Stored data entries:
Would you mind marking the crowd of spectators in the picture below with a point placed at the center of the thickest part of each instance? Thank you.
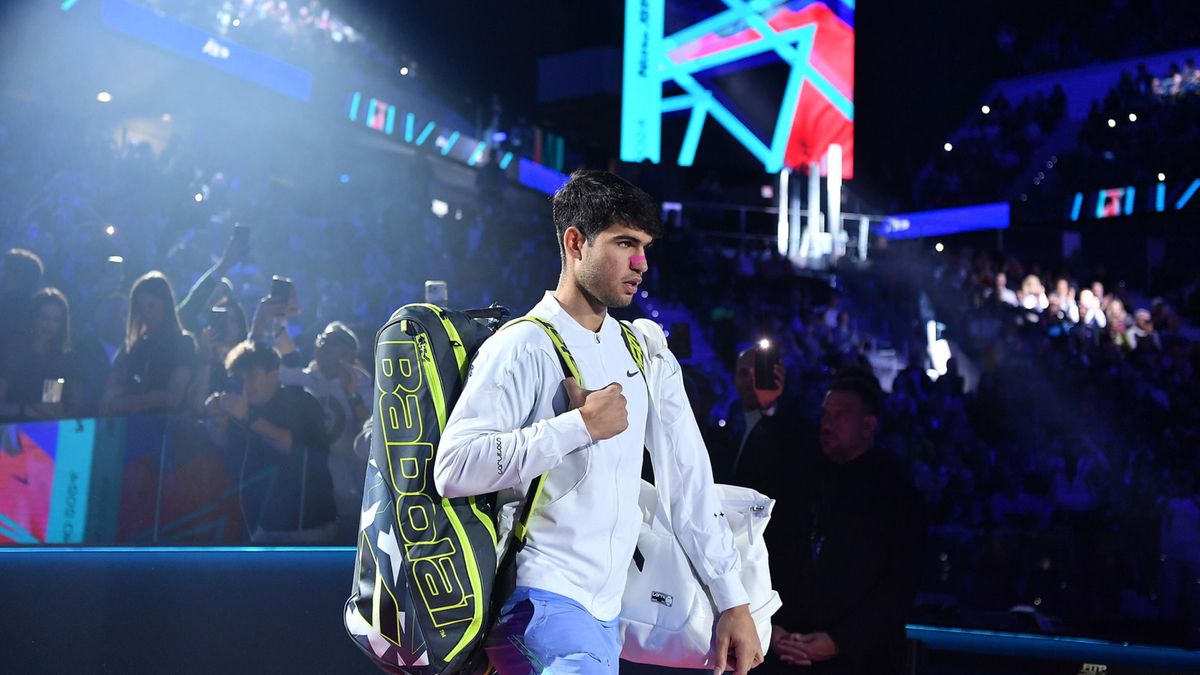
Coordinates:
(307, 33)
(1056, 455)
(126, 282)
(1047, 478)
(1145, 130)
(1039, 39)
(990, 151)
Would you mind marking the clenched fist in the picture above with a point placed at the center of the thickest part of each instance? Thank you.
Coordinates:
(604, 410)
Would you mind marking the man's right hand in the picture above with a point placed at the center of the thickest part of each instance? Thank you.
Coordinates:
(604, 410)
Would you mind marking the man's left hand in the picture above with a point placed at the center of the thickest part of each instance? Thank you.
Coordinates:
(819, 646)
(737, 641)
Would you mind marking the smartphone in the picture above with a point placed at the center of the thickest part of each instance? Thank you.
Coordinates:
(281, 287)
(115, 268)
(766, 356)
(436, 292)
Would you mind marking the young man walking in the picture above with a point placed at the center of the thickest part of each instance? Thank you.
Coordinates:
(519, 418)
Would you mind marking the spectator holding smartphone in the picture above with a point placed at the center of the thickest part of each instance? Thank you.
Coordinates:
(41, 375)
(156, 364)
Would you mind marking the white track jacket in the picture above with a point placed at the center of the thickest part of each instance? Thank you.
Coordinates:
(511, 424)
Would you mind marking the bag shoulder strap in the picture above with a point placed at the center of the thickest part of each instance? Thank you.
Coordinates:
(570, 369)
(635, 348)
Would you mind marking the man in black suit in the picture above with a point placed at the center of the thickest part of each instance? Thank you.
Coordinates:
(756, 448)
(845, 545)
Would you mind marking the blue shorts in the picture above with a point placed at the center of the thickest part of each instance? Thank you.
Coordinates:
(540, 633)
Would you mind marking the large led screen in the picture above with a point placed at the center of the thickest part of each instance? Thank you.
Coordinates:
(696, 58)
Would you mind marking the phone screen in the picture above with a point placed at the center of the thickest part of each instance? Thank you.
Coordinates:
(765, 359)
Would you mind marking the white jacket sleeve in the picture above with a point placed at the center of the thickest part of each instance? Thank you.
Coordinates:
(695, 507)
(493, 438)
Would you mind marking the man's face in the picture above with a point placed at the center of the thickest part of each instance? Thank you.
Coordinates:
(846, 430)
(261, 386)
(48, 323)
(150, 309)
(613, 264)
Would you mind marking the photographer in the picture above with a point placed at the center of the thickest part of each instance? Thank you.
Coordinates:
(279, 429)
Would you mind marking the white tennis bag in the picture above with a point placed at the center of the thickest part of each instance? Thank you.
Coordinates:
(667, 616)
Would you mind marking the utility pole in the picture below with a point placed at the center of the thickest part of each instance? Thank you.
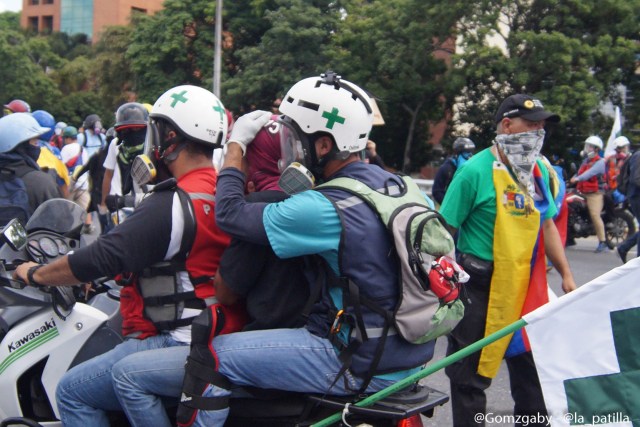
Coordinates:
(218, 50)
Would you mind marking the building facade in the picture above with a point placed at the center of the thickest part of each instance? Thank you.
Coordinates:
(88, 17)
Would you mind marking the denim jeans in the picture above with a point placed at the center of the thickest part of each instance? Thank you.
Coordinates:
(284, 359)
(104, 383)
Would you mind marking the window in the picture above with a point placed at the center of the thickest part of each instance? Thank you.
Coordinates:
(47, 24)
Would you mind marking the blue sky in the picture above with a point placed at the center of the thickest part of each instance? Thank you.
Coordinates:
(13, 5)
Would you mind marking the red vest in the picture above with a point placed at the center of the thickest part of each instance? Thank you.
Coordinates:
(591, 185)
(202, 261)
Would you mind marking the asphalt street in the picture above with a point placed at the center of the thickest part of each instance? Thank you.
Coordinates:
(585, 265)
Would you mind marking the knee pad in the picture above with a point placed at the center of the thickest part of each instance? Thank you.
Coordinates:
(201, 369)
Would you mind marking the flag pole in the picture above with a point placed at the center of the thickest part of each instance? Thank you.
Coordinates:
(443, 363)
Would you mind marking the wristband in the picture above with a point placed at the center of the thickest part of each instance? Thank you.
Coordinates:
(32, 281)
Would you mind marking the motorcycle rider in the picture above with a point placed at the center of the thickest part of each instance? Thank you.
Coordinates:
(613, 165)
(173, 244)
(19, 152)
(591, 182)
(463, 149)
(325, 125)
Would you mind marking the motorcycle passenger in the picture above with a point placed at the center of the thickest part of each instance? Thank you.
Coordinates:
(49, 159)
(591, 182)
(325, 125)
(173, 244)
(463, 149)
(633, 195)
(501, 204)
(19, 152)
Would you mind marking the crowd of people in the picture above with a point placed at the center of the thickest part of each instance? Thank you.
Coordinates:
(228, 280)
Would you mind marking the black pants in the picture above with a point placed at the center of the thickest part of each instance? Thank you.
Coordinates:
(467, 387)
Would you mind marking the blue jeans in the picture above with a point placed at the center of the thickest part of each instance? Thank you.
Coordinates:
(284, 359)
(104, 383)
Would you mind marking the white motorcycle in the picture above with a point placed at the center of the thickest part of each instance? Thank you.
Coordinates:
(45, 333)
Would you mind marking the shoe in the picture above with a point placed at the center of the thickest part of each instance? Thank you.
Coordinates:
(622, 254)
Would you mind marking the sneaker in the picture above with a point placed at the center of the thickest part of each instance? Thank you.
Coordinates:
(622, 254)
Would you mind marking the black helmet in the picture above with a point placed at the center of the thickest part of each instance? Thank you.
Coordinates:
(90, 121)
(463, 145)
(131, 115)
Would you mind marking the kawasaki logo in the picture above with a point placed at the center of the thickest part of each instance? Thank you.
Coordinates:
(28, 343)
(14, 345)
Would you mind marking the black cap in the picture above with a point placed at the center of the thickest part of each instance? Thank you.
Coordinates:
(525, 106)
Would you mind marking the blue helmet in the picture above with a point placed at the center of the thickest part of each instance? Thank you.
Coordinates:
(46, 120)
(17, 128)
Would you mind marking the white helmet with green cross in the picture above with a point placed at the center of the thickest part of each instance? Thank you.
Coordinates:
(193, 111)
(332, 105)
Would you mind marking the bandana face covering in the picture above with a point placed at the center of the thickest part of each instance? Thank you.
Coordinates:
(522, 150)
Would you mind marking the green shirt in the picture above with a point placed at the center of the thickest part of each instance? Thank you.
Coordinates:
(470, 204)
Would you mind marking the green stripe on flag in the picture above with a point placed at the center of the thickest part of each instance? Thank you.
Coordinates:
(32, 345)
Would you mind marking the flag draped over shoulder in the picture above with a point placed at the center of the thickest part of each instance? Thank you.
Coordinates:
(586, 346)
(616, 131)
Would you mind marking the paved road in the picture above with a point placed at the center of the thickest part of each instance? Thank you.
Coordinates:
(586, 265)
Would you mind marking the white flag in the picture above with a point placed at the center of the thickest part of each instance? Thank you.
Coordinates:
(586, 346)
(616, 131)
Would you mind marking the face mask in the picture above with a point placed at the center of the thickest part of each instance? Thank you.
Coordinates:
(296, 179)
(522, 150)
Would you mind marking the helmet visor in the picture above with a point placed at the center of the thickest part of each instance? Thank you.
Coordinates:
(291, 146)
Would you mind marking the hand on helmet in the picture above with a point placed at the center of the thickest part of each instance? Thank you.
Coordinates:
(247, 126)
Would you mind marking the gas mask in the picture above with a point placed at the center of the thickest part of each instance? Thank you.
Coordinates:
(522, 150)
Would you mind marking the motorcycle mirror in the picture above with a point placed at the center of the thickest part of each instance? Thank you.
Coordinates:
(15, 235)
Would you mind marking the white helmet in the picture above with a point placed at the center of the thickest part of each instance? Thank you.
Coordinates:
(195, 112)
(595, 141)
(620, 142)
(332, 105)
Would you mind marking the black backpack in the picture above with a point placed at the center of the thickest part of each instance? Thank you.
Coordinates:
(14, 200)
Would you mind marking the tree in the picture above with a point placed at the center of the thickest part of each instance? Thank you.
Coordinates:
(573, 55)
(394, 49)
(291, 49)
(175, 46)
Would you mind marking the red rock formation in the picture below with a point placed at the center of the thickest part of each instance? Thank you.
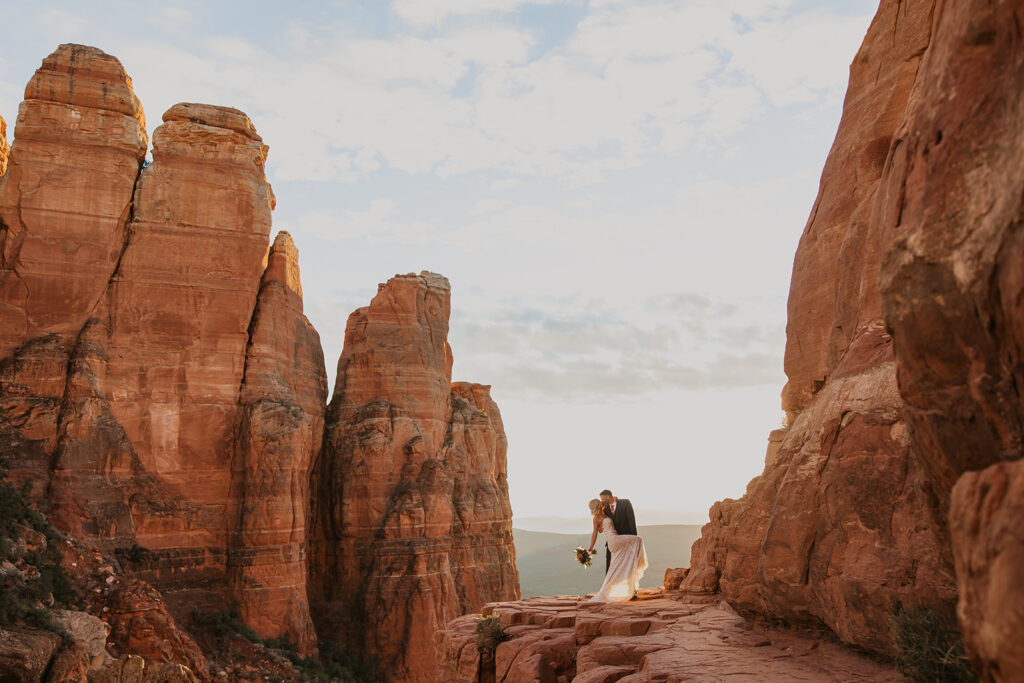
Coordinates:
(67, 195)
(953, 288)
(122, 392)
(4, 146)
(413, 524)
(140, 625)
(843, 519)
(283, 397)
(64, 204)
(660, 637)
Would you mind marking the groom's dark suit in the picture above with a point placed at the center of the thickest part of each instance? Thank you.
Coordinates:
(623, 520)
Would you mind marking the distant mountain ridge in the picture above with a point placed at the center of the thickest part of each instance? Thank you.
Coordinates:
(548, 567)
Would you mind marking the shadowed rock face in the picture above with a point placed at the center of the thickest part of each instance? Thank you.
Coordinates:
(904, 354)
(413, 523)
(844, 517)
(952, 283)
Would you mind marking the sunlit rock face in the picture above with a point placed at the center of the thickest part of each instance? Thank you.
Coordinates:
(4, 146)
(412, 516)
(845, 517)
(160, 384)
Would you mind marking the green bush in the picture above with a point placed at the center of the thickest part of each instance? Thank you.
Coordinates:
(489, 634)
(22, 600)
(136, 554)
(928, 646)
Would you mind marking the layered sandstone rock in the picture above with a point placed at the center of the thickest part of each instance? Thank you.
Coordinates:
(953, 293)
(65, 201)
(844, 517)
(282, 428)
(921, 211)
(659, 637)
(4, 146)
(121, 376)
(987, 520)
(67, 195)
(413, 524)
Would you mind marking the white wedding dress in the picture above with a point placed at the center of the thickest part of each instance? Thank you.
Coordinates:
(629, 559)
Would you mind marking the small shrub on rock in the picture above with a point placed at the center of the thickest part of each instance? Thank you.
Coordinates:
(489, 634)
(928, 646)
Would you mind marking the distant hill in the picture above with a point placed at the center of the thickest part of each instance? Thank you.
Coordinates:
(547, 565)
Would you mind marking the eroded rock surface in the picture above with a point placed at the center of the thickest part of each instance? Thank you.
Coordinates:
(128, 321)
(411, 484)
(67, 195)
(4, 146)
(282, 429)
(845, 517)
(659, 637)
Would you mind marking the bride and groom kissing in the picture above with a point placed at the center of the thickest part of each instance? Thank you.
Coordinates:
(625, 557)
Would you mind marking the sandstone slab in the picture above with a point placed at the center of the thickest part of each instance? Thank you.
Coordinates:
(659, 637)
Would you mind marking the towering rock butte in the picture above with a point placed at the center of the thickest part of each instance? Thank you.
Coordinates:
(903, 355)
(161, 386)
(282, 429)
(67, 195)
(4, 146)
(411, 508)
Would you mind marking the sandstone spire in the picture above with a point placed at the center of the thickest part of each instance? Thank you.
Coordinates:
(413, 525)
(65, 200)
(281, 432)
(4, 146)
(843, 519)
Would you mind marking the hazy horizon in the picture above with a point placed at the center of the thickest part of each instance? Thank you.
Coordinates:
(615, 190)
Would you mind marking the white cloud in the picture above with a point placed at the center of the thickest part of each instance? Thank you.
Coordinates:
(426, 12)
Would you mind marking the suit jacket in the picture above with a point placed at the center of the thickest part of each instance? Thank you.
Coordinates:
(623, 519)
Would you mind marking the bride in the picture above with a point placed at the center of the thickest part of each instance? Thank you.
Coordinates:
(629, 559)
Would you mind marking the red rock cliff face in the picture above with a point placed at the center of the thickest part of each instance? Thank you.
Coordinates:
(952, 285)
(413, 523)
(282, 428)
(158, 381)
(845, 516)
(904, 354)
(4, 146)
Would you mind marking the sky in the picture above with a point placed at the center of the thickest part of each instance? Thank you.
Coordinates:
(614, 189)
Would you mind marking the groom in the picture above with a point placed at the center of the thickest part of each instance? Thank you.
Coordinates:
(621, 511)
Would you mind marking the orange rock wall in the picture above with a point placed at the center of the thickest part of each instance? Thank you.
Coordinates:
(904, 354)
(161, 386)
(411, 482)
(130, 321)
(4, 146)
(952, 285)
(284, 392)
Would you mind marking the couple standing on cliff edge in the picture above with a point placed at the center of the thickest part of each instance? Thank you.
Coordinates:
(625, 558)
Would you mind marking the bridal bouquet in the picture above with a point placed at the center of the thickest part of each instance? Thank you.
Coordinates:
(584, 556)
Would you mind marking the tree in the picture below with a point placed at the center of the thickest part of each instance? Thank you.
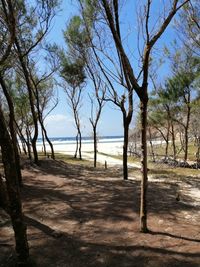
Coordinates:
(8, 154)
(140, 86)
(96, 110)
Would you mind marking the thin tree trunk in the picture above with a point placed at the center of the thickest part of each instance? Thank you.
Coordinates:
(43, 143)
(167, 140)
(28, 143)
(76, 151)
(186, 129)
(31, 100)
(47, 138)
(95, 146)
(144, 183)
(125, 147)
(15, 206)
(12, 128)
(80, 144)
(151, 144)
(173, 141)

- WHAT IS NEEDED
What lines in the data above contain the word "jeans"? Copy them all.

- RESULT OF THIS EXERCISE
Would you mind marking the denim jeans in the picture above with a point placed at the center of the thickest part of each instance? Thank you.
Would you mind marking the blue jeans in the picture above with a point placed at the center of the thickest part of each instance? Thank you.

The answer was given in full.